**WHAT YOU ARE ASKED TO DO**
Look through the listing below and report how many lines contain "search", as a bare number.

**MATERIAL TO PROCESS**
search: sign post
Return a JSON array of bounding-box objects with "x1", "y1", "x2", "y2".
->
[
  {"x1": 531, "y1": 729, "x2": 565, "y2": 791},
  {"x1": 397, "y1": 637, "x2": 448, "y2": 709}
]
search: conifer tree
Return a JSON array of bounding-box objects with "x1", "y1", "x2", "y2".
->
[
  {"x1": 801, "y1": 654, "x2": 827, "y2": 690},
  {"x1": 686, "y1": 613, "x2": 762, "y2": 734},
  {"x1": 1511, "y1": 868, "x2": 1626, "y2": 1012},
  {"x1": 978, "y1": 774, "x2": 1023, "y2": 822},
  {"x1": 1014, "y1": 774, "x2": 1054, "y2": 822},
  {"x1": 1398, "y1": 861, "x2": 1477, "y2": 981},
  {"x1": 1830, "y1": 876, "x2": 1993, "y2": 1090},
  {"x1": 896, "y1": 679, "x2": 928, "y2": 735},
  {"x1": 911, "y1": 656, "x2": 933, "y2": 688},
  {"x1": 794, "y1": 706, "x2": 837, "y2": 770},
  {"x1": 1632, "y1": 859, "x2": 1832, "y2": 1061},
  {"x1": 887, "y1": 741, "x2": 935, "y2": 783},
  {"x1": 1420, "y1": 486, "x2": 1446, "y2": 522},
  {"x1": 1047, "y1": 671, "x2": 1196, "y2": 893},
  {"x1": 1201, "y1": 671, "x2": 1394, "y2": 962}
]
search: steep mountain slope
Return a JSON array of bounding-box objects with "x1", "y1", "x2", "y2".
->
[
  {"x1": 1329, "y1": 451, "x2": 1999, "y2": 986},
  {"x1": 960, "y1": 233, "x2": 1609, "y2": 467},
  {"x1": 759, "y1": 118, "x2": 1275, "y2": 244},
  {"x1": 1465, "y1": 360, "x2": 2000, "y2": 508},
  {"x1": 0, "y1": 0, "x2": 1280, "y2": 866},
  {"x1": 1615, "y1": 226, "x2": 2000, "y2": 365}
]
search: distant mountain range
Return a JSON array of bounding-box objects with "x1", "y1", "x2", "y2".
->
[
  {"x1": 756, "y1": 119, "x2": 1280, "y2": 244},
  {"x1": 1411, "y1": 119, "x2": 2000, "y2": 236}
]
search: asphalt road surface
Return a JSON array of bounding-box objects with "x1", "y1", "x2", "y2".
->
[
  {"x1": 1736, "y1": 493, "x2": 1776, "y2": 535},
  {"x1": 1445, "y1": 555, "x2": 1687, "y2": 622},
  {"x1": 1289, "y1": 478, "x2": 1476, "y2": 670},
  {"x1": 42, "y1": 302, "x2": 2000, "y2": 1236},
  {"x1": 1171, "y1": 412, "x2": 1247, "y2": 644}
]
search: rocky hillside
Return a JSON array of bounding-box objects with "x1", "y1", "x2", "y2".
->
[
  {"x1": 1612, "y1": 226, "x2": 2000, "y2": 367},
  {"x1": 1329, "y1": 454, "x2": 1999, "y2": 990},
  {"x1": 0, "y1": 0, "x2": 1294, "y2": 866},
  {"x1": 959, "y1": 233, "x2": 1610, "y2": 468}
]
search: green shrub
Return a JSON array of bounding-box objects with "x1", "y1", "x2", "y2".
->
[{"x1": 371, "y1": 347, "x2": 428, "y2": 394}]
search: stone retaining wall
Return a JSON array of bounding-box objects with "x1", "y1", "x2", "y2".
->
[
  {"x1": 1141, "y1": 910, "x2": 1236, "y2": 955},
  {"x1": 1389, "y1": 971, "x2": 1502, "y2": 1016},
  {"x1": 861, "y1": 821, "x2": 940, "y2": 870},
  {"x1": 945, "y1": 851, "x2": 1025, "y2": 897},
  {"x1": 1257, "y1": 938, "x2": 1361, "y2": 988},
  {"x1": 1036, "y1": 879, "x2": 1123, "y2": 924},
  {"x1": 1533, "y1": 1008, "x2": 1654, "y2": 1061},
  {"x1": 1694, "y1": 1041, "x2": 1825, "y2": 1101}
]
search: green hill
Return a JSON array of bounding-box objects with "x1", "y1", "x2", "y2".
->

**EXERCISE RESULT**
9